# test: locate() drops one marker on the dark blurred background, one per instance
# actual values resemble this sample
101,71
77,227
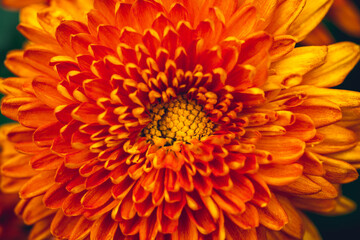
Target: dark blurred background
331,228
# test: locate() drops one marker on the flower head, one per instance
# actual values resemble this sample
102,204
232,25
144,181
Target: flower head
178,119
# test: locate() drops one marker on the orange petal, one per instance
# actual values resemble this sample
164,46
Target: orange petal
319,36
336,139
39,59
45,89
186,230
302,185
284,15
62,226
149,227
72,204
81,229
321,111
97,196
341,59
279,174
309,18
337,171
55,196
284,150
295,226
44,135
246,220
38,184
312,165
328,190
41,229
242,22
273,215
35,211
35,115
16,64
282,45
303,128
17,167
300,60
345,14
344,206
203,220
10,105
103,228
311,233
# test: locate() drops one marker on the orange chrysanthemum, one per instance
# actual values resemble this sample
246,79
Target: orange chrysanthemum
178,120
345,15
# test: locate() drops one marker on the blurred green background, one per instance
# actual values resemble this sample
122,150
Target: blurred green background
331,228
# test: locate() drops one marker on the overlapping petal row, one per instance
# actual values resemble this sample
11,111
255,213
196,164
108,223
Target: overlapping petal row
85,86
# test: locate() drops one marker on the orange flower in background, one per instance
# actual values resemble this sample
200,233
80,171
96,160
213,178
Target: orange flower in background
345,15
15,4
179,120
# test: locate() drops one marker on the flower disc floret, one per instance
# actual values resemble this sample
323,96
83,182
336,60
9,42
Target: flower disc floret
177,120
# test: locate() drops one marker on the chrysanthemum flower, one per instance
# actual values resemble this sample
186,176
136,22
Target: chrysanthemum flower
345,15
11,227
178,120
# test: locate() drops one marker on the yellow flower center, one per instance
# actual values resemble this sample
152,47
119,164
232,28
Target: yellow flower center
178,120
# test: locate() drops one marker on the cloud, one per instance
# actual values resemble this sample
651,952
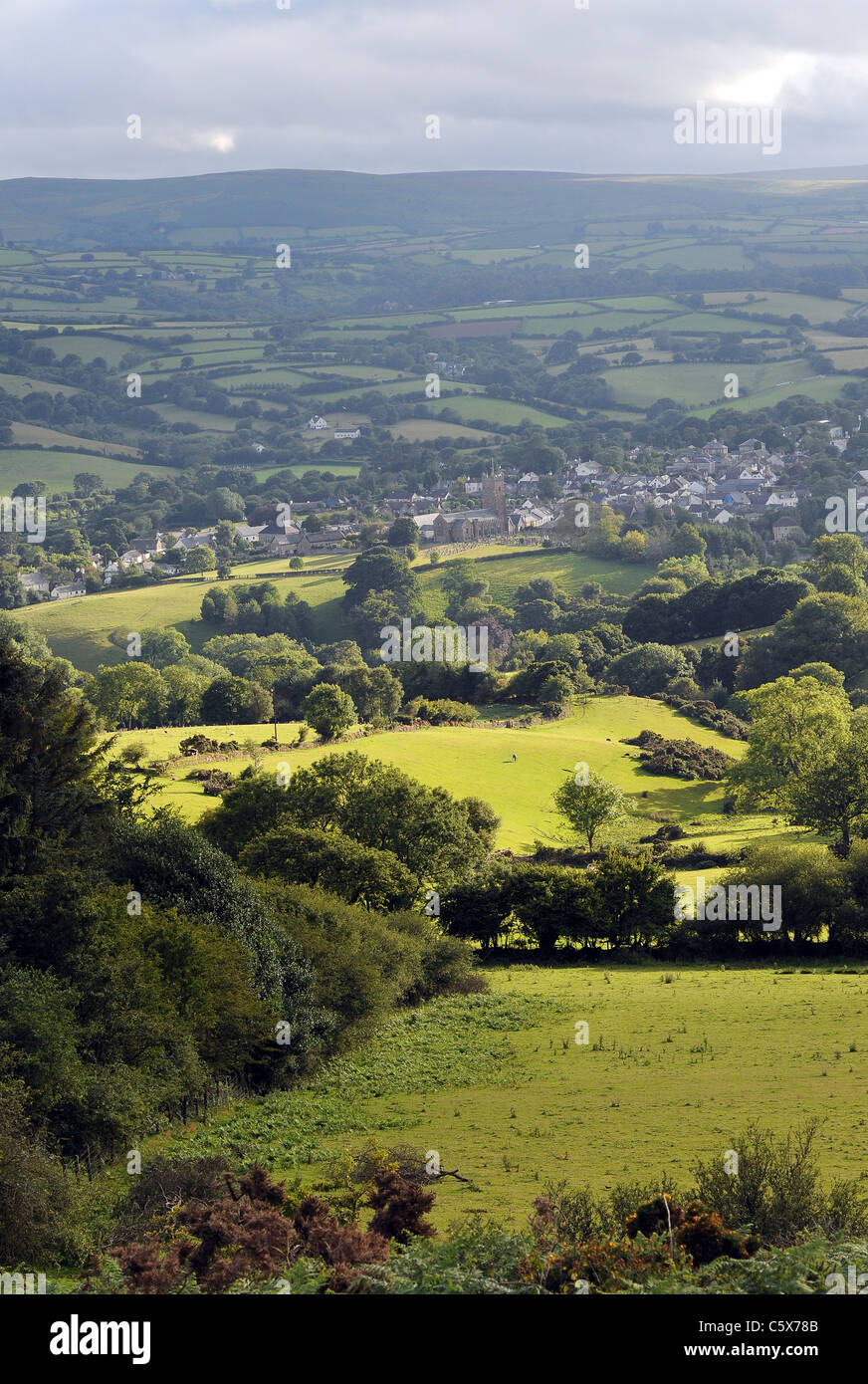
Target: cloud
329,84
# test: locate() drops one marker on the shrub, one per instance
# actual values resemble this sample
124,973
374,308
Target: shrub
680,759
776,1191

Exercise brief
When copying the data above, repeat every word exactly and drop the pictures.

Answer to this problem
# test: locate() drops one marker on the dark blurred background, one per instance
# actual values resemble this sample
101,71
77,227
Target: dark blurred background
331,228
# test: locate() drops one marker on the flower head, one per instance
# actual values resemble this sample
102,204
232,25
144,181
Target: flower head
178,119
# test: locate() drops one marker on the orange petal, one per instance
# actual values resemble this sample
164,46
Target: orange petal
319,36
336,139
39,59
45,89
186,230
302,185
284,15
62,226
149,227
72,204
81,229
321,111
97,196
341,59
279,174
309,18
337,171
55,196
284,150
295,226
44,135
246,220
38,184
312,165
328,190
41,229
242,22
273,215
35,211
35,115
16,64
282,45
303,128
17,167
300,60
345,14
344,206
203,220
10,105
103,228
311,233
# test: locate() drops one marker on the orange chrysanthemum, one per instance
# actual values resemble this sample
246,79
Target: orange chrysanthemum
178,120
345,15
# test: locate() drops one marker on the blurred green background, one per instance
# actual values resemble this sample
122,150
Target: blurred green background
331,228
# test: locate() drops one marker on the overlapping petal row, one per instance
# actual values resemble this sample
11,111
255,213
196,164
108,223
Target: overlapping petal row
85,86
# test: locate() drops one marker on the orange flower in background, one per instance
# actual values resemble this sample
200,233
80,171
96,160
213,178
Target: orange flower in background
345,15
15,4
179,120
# test: locate() drops one marker on the flower disc floret, one per instance
# actual values resemble this sample
323,96
83,182
336,60
9,42
Target: flower disc floret
177,120
# test: locate() drops one marker on the chrysanthemum flower, one per instance
# actual values resemble this sample
186,176
136,22
Target: chrysanthemum flower
345,15
11,227
178,120
# test: locate() drops one marker on the yellow flower center, one per instance
# actual values resemble this sample
152,47
119,164
232,28
Target: yellow flower center
178,120
# test: locate() drops one marker on the cloud, one per instance
# actual values resemble this sample
651,952
Target: cloud
329,84
# test: locate() drops one marker on the shrub, one per instance
# actual values resemble this sample
124,973
374,308
Target: shrub
680,759
776,1191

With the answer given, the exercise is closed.